> _WORK TO DO_
Starting with the line containing "Where can the electrical" and going on through the end of the records, write those lines out again, requests included, with every coordinate in the answers shifted by -136.

Records in a dataset

________________

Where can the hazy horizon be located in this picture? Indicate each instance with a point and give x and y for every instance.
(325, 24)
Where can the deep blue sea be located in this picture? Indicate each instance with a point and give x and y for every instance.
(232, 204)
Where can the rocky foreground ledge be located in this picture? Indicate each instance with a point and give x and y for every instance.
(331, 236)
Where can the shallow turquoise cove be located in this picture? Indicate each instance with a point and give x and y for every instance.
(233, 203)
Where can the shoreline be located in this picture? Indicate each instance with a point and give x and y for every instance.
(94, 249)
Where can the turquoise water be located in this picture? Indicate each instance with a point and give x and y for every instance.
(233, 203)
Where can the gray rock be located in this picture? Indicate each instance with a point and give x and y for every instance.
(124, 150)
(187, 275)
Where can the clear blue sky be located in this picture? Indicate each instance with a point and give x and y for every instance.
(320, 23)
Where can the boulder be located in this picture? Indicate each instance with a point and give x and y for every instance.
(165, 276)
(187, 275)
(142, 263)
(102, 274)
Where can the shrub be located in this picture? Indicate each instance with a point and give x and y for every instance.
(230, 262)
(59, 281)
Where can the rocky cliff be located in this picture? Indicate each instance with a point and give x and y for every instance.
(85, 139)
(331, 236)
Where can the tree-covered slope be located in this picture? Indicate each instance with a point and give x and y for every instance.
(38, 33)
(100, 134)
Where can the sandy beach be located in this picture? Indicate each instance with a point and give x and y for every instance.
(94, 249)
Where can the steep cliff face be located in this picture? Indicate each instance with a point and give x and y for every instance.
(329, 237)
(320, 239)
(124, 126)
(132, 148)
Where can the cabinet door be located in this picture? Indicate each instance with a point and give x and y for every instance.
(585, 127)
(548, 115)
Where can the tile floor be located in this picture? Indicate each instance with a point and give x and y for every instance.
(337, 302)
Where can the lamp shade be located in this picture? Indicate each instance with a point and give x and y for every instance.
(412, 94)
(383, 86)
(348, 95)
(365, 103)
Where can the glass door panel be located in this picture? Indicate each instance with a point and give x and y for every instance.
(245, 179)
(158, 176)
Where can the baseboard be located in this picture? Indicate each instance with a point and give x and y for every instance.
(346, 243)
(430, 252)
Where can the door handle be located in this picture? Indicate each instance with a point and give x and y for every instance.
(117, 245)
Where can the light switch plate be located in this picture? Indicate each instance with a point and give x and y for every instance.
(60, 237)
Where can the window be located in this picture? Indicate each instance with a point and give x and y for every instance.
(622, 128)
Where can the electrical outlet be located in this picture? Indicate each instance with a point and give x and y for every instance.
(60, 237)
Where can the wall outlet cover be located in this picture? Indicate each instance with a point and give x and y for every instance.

________________

> _OUTPUT FOR THIS TASK_
Where can the electrical outlet be located in this picture? Indicate each instance with a point and give x and y for every instance.
(-76, 101)
Where can the wall outlet cover be located in this picture? Indicate each instance with a point and give x and y for every instance.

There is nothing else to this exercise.